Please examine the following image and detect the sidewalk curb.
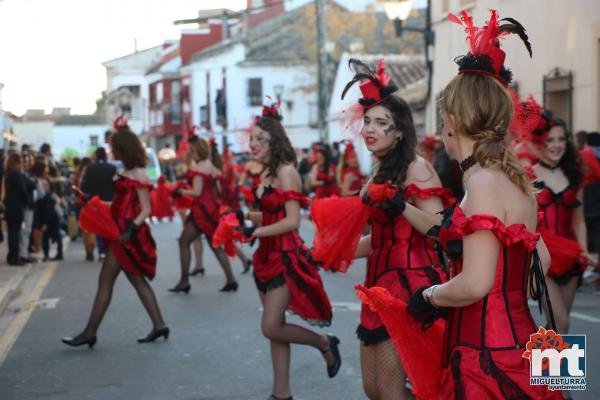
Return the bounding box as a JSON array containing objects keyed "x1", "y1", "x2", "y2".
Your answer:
[{"x1": 0, "y1": 265, "x2": 33, "y2": 313}]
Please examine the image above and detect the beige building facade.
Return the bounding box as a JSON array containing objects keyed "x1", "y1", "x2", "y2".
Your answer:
[{"x1": 427, "y1": 0, "x2": 600, "y2": 133}]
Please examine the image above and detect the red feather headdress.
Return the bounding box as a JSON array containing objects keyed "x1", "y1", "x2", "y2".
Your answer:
[
  {"x1": 113, "y1": 115, "x2": 128, "y2": 130},
  {"x1": 448, "y1": 9, "x2": 532, "y2": 86},
  {"x1": 341, "y1": 58, "x2": 398, "y2": 107},
  {"x1": 256, "y1": 96, "x2": 282, "y2": 121},
  {"x1": 343, "y1": 140, "x2": 357, "y2": 163},
  {"x1": 339, "y1": 58, "x2": 399, "y2": 137}
]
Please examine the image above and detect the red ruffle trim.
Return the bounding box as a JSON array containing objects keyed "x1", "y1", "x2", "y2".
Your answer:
[
  {"x1": 540, "y1": 228, "x2": 588, "y2": 277},
  {"x1": 268, "y1": 187, "x2": 309, "y2": 208},
  {"x1": 367, "y1": 182, "x2": 397, "y2": 204},
  {"x1": 117, "y1": 175, "x2": 153, "y2": 190},
  {"x1": 311, "y1": 196, "x2": 370, "y2": 272},
  {"x1": 239, "y1": 186, "x2": 254, "y2": 204},
  {"x1": 448, "y1": 206, "x2": 539, "y2": 250},
  {"x1": 187, "y1": 170, "x2": 221, "y2": 180},
  {"x1": 404, "y1": 184, "x2": 456, "y2": 207},
  {"x1": 212, "y1": 212, "x2": 244, "y2": 257},
  {"x1": 79, "y1": 196, "x2": 120, "y2": 241},
  {"x1": 356, "y1": 285, "x2": 444, "y2": 400}
]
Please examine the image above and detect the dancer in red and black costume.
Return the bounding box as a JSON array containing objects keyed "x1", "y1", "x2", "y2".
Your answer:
[
  {"x1": 311, "y1": 58, "x2": 452, "y2": 399},
  {"x1": 357, "y1": 10, "x2": 561, "y2": 399},
  {"x1": 308, "y1": 144, "x2": 339, "y2": 198},
  {"x1": 239, "y1": 158, "x2": 264, "y2": 209},
  {"x1": 169, "y1": 136, "x2": 238, "y2": 293},
  {"x1": 210, "y1": 138, "x2": 252, "y2": 273},
  {"x1": 531, "y1": 110, "x2": 589, "y2": 333},
  {"x1": 337, "y1": 141, "x2": 365, "y2": 197},
  {"x1": 234, "y1": 101, "x2": 340, "y2": 400},
  {"x1": 62, "y1": 118, "x2": 169, "y2": 347}
]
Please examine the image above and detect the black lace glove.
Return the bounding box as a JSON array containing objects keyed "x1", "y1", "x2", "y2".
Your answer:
[
  {"x1": 172, "y1": 188, "x2": 183, "y2": 198},
  {"x1": 119, "y1": 220, "x2": 138, "y2": 243},
  {"x1": 383, "y1": 190, "x2": 406, "y2": 219},
  {"x1": 236, "y1": 225, "x2": 257, "y2": 246},
  {"x1": 407, "y1": 286, "x2": 446, "y2": 331}
]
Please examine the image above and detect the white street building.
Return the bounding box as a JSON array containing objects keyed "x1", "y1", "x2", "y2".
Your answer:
[
  {"x1": 102, "y1": 46, "x2": 163, "y2": 135},
  {"x1": 329, "y1": 53, "x2": 428, "y2": 173}
]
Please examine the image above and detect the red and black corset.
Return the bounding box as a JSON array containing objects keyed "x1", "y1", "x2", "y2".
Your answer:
[
  {"x1": 186, "y1": 170, "x2": 222, "y2": 237},
  {"x1": 315, "y1": 166, "x2": 339, "y2": 198},
  {"x1": 535, "y1": 180, "x2": 580, "y2": 239},
  {"x1": 438, "y1": 205, "x2": 540, "y2": 367},
  {"x1": 111, "y1": 175, "x2": 157, "y2": 278},
  {"x1": 254, "y1": 186, "x2": 309, "y2": 258}
]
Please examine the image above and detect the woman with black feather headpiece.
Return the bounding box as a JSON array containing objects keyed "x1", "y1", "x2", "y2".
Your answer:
[{"x1": 310, "y1": 57, "x2": 452, "y2": 399}]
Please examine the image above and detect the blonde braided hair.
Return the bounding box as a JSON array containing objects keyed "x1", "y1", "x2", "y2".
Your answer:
[{"x1": 440, "y1": 73, "x2": 533, "y2": 196}]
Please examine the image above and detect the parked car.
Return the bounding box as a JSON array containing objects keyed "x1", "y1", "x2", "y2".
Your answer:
[{"x1": 110, "y1": 147, "x2": 161, "y2": 184}]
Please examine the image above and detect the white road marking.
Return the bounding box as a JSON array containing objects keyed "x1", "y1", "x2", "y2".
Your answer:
[
  {"x1": 0, "y1": 261, "x2": 59, "y2": 366},
  {"x1": 35, "y1": 298, "x2": 60, "y2": 310},
  {"x1": 569, "y1": 312, "x2": 600, "y2": 323},
  {"x1": 331, "y1": 302, "x2": 362, "y2": 312}
]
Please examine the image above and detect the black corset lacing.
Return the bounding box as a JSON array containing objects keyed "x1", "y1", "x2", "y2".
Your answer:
[{"x1": 529, "y1": 249, "x2": 557, "y2": 331}]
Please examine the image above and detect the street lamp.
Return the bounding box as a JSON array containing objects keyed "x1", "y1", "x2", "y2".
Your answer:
[
  {"x1": 273, "y1": 84, "x2": 284, "y2": 101},
  {"x1": 383, "y1": 0, "x2": 434, "y2": 105},
  {"x1": 383, "y1": 0, "x2": 413, "y2": 36}
]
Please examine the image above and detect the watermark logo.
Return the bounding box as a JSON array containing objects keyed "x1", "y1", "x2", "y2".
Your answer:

=======

What is required >>
Omit every picture while copying the listing above exactly.

Solved problem >>
Please examine the following image and detect the sidewalk curb.
Return the bounding box as a JSON array containing objects keyed "x1", "y1", "x2", "y2".
Your answer:
[{"x1": 0, "y1": 265, "x2": 33, "y2": 313}]
Please examine the image above and detect the beige building facade.
Return the bounding box as a JSON array containing objects keyed "x1", "y1", "x2", "y2".
Your answer:
[{"x1": 427, "y1": 0, "x2": 600, "y2": 133}]
Please examine the image above and detect the red feather headdress.
Return the bounding box as a JSON array containing objects keyed "x1", "y1", "x2", "y2".
Your answer:
[
  {"x1": 113, "y1": 115, "x2": 128, "y2": 130},
  {"x1": 448, "y1": 9, "x2": 532, "y2": 86},
  {"x1": 341, "y1": 58, "x2": 398, "y2": 107},
  {"x1": 256, "y1": 96, "x2": 282, "y2": 121},
  {"x1": 343, "y1": 140, "x2": 357, "y2": 163},
  {"x1": 339, "y1": 58, "x2": 399, "y2": 137}
]
Please examine the image above and detect the red ruffle trim.
Return the bounding box as a JSON array containing objects keyed "x1", "y1", "x2", "y2".
Your answer:
[
  {"x1": 540, "y1": 228, "x2": 588, "y2": 277},
  {"x1": 268, "y1": 187, "x2": 309, "y2": 208},
  {"x1": 367, "y1": 182, "x2": 397, "y2": 204},
  {"x1": 117, "y1": 175, "x2": 153, "y2": 190},
  {"x1": 311, "y1": 196, "x2": 370, "y2": 272},
  {"x1": 239, "y1": 186, "x2": 254, "y2": 204},
  {"x1": 448, "y1": 206, "x2": 539, "y2": 250},
  {"x1": 187, "y1": 170, "x2": 221, "y2": 180},
  {"x1": 404, "y1": 184, "x2": 456, "y2": 207},
  {"x1": 212, "y1": 212, "x2": 244, "y2": 257},
  {"x1": 79, "y1": 196, "x2": 120, "y2": 241},
  {"x1": 356, "y1": 285, "x2": 444, "y2": 400}
]
Please examine the image above and detect the dancer in red and black costume.
Return the bounding box as a JSON array containing objects keyed "x1", "y1", "x2", "y2".
Your answer:
[
  {"x1": 311, "y1": 58, "x2": 452, "y2": 399},
  {"x1": 357, "y1": 10, "x2": 561, "y2": 399},
  {"x1": 308, "y1": 144, "x2": 339, "y2": 198},
  {"x1": 239, "y1": 158, "x2": 264, "y2": 209},
  {"x1": 169, "y1": 136, "x2": 238, "y2": 293},
  {"x1": 210, "y1": 138, "x2": 252, "y2": 273},
  {"x1": 531, "y1": 110, "x2": 589, "y2": 333},
  {"x1": 337, "y1": 141, "x2": 365, "y2": 197},
  {"x1": 234, "y1": 101, "x2": 340, "y2": 400},
  {"x1": 62, "y1": 118, "x2": 169, "y2": 347}
]
Please examine the image above and detect the black lace glove.
Return the bounding box as a JSON array containing objects keyed "x1", "y1", "x2", "y2".
Your answer:
[
  {"x1": 172, "y1": 188, "x2": 183, "y2": 198},
  {"x1": 119, "y1": 220, "x2": 138, "y2": 243},
  {"x1": 383, "y1": 190, "x2": 406, "y2": 219},
  {"x1": 236, "y1": 225, "x2": 257, "y2": 246},
  {"x1": 407, "y1": 286, "x2": 446, "y2": 331}
]
Please examine the image above and detect the white street building.
Return the bounding box as a JSON array containing objects keyed "x1", "y1", "x2", "y2".
Your answer:
[
  {"x1": 102, "y1": 46, "x2": 163, "y2": 135},
  {"x1": 329, "y1": 53, "x2": 428, "y2": 173}
]
Please examine the image above and detect the red and black corset.
Return the bounding box as a JSON array containing objects keyed "x1", "y1", "x2", "y2".
Your answer:
[
  {"x1": 186, "y1": 170, "x2": 222, "y2": 237},
  {"x1": 315, "y1": 166, "x2": 339, "y2": 198},
  {"x1": 535, "y1": 180, "x2": 580, "y2": 239},
  {"x1": 438, "y1": 205, "x2": 540, "y2": 367},
  {"x1": 111, "y1": 175, "x2": 157, "y2": 278},
  {"x1": 254, "y1": 186, "x2": 309, "y2": 258}
]
Please examine the image above and detect the woman with black feather headpiece.
Return the bounding box as a JSON array containing objects keyed "x1", "y1", "x2", "y2".
Your answer:
[{"x1": 310, "y1": 57, "x2": 452, "y2": 399}]
Please examine the image above and detect the blonde braided hair.
Return the bounding box as a JSON array containing objects keyed "x1", "y1", "x2", "y2".
Your answer:
[{"x1": 440, "y1": 73, "x2": 533, "y2": 196}]
Please examine the image above and detect the parked car.
Return the bounding box as a JSON array containing objects keyed "x1", "y1", "x2", "y2".
Your answer:
[{"x1": 110, "y1": 147, "x2": 161, "y2": 184}]
Please examine the image above and detect the white road marking.
Return the bounding box as a JSON array containing objects keyed "x1", "y1", "x2", "y2".
Your answer:
[
  {"x1": 0, "y1": 261, "x2": 59, "y2": 366},
  {"x1": 35, "y1": 298, "x2": 60, "y2": 310},
  {"x1": 569, "y1": 312, "x2": 600, "y2": 323},
  {"x1": 331, "y1": 302, "x2": 362, "y2": 312}
]
Please examine the image above and detect the black corset lacing.
Return the bounding box as a JSON array containing objects keyed "x1", "y1", "x2", "y2".
Your answer:
[{"x1": 529, "y1": 249, "x2": 557, "y2": 331}]
Please examine the image above and detect the street lamp.
Return the bounding box as a JSON array containing objects keyed "x1", "y1", "x2", "y2".
Your answer:
[
  {"x1": 273, "y1": 84, "x2": 284, "y2": 101},
  {"x1": 383, "y1": 0, "x2": 434, "y2": 105},
  {"x1": 383, "y1": 0, "x2": 413, "y2": 36}
]
Please examine the image above and detect the watermark logo.
Return the bounding box as a JSON array containing objects keyed "x1", "y1", "x2", "y2".
Your answer:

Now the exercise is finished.